-- Data for this task follows --

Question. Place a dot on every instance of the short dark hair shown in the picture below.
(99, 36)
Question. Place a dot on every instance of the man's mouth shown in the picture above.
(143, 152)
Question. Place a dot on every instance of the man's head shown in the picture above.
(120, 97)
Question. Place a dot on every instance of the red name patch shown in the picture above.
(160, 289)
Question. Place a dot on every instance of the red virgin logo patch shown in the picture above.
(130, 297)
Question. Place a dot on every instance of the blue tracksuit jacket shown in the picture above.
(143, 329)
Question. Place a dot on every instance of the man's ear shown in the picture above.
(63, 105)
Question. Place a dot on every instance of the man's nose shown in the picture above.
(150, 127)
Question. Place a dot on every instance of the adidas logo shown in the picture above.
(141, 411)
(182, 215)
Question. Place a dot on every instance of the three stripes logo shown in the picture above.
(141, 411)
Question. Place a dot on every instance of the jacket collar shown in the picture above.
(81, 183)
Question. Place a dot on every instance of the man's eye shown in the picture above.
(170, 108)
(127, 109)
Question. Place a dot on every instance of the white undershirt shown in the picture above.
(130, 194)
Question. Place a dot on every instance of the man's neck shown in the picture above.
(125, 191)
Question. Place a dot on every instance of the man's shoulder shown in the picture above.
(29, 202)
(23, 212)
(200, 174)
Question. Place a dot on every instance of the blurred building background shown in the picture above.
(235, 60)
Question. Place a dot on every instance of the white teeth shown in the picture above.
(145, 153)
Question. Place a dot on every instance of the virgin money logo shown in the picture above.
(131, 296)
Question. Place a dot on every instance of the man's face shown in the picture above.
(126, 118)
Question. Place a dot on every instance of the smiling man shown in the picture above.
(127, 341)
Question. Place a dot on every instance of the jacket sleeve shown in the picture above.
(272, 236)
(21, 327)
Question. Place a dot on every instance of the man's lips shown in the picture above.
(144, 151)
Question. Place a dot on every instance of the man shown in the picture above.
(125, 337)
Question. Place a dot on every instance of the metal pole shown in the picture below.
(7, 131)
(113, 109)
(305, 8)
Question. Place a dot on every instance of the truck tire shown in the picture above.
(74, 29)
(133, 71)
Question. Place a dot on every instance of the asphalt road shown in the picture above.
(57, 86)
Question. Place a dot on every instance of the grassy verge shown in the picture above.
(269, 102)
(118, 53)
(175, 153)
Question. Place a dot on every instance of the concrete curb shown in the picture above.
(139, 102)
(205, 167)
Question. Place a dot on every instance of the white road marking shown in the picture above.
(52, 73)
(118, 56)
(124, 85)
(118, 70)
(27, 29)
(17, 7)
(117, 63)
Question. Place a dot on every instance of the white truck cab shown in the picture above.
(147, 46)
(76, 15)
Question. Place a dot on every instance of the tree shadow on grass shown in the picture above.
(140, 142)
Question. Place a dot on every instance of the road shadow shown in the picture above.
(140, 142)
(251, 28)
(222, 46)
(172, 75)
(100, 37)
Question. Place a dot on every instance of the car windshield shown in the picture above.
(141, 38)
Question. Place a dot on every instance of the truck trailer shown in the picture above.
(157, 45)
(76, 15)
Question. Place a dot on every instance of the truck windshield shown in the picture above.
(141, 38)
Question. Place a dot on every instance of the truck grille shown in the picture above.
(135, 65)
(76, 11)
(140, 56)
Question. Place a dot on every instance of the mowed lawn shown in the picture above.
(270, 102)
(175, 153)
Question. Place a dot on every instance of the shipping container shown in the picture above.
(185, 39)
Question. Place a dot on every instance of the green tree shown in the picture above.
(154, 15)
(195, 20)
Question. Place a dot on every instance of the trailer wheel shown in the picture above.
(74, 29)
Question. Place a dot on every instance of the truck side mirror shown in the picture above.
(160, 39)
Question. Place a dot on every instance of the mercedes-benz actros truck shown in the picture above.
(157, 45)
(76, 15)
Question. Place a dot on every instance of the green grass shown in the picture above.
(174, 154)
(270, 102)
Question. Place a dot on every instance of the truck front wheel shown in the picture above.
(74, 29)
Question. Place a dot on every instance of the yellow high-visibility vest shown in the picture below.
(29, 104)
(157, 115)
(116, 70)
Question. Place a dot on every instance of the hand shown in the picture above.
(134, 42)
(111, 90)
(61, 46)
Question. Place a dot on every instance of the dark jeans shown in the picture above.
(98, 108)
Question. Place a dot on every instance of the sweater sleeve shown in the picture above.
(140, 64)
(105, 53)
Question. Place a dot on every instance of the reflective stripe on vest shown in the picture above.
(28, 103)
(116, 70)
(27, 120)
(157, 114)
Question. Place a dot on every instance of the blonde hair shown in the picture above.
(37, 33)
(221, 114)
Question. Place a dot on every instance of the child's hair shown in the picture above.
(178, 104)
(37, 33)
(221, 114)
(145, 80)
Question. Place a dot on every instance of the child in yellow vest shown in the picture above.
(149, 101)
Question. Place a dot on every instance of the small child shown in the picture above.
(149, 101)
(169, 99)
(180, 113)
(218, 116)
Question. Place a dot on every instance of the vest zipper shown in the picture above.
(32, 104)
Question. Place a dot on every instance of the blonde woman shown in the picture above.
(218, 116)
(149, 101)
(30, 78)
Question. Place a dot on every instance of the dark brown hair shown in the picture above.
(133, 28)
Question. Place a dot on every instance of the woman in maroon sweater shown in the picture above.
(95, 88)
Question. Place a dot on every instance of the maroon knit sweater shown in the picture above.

-- Data for this task concluded --

** The problem **
All the entries should be written out again precisely.

** Task solution **
Question. Place a dot on every instance of the short dark hair shown in the picture below.
(99, 36)
Question. Place a dot on every instance of the man's mouth shown in the picture above.
(143, 152)
Question. Place a dot on every instance of the man's head shown in the picture above.
(120, 97)
Question. Place a dot on every instance of the red name patch shown in the picture above.
(160, 289)
Question. Place a dot on every instance of the red virgin logo patch shown in the picture above.
(130, 297)
Question. Place a dot on every instance of the blue tracksuit jacket shown in the picture above.
(143, 329)
Question. Place a dot on every instance of the man's ear shown in the picture above.
(63, 105)
Question. Place a dot on every instance of the man's nose shown in the picture above.
(150, 127)
Question. Place a dot on every instance of the adidas logo shown in the picture above.
(141, 411)
(182, 215)
Question. Place a dot on every instance of the three stripes logo shown in the picture above.
(141, 411)
Question. Place a dot on every instance of the jacket collar shown in the picture above.
(81, 183)
Question. Place a dot on every instance of the man's eye shown in the picture above.
(170, 108)
(127, 109)
Question. Place a dot on every instance of the white undershirt shown in the picture above.
(130, 194)
Question. Place a dot on every instance of the man's neck shown in the picture above.
(125, 191)
Question. Place a dot on every instance of the man's shoulder shown in the picture above.
(29, 202)
(23, 212)
(200, 174)
Question. Place a dot on every instance of the blurred building background shown in the picture above.
(235, 60)
Question. Place a dot on every instance of the white teeth shown in the picture above.
(145, 153)
Question. Place a dot on every instance of the virgin money logo shown in the picture above.
(131, 296)
Question. Place a dot on every instance of the man's face shown in the picture above.
(126, 118)
Question. Place a dot on every instance of the smiling man shown in the picture above.
(127, 341)
Question. Place a dot on every instance of the jacket sleeve shown in the picture above.
(272, 236)
(21, 327)
Question. Place a dot on every instance of the man's lips shown in the picture above.
(144, 151)
Question. Place a dot on every instance of the man shown in the picture above.
(125, 337)
Question. Place a dot on every instance of the metal pole shown in the picture below.
(7, 131)
(113, 109)
(305, 8)
Question. Place a dot on every instance of the truck tire shown in the picture above.
(74, 29)
(133, 71)
Question. Place a dot on every instance of the asphalt road shown in the picture above.
(57, 86)
Question. Place a dot on every instance of the grassy verge shown in the picture above.
(269, 102)
(118, 53)
(175, 153)
Question. Place a dot on every instance of the concrete curb shown in the picture above.
(139, 102)
(205, 167)
Question. Place a dot on every instance of the white road marking shown in the picture above.
(52, 73)
(118, 56)
(124, 85)
(118, 70)
(27, 29)
(17, 7)
(117, 63)
Question. Place a dot on every instance of the white truck cab shown in the picture above.
(147, 46)
(76, 15)
Question. Place a dot on every instance of the tree shadow on grass shown in the picture above.
(140, 142)
Question. Place a dot on every instance of the road shadow shown in the picture above.
(140, 142)
(251, 28)
(222, 46)
(172, 75)
(100, 37)
Question. Place a dot on every instance of the car windshield shown in the picture above.
(141, 38)
Question. Place a dot on every instance of the truck trailer shown in the picture above.
(157, 45)
(76, 15)
Question. Place a dot on every instance of the truck windshield shown in the picture above.
(141, 38)
Question. Place a dot on every instance of the truck grille shown in the picture above.
(135, 65)
(76, 11)
(140, 56)
Question. Place a dot on every instance of the mowed lawn shown in the picture above.
(270, 102)
(175, 153)
Question. Place a dot on every instance of the shipping container shown in the picture above.
(185, 39)
Question. Place a dot on every instance of the green tree shown in the picture above.
(154, 15)
(195, 20)
Question. Place a dot on every instance of the trailer wheel shown in the picture above.
(74, 29)
Question. Place a dot on every instance of the truck side mirror shown in the picture above.
(160, 39)
Question. Place a dot on every instance of the mercedes-benz actros truck shown in the picture above.
(157, 45)
(76, 15)
Question. Place a dot on every instance of the green grass shown in the picture above.
(174, 154)
(270, 102)
Question. Place a dot on every instance of the truck front wheel shown in the picture above.
(74, 29)
Question. Place a dot on every instance of the yellow high-visibility vest shown in the picture below.
(29, 104)
(157, 115)
(116, 70)
Question. Place a dot on every instance of the hand shown in the picture above.
(134, 42)
(111, 90)
(61, 46)
Question. Place a dot on every instance of the dark jeans shown in the picture above.
(98, 108)
Question. Place a dot on every instance of the sweater sleeve shown in the picture above.
(140, 64)
(105, 53)
Question. Place a dot on every instance of the reflective stripe on vest shown in the picture above.
(28, 103)
(116, 70)
(27, 120)
(157, 114)
Question. Place a dot on every instance of the blonde hair shown in the picture above.
(37, 33)
(221, 114)
Question. Place a dot on every instance of the child's hair shown in the picture above.
(178, 104)
(37, 33)
(221, 114)
(145, 80)
Question. Place a dot on every instance of the child in yellow vest shown in the picture above.
(149, 101)
Question. Place a dot on every instance of the small child shown in the picture above.
(149, 101)
(169, 99)
(180, 113)
(218, 116)
Question. Place a dot on every instance of the vest zipper shown in the picture above.
(32, 104)
Question. Place a dot on every instance of the blonde woman shown in the picture above.
(218, 116)
(149, 101)
(30, 78)
Question. Place a dot on every instance of the dark brown hair shown in the picture above.
(133, 28)
Question. Place a dot on every instance of the woman in maroon sweater shown in the picture above.
(95, 88)
Question. Place a dot on every instance of the maroon knit sweater shown in the picture above.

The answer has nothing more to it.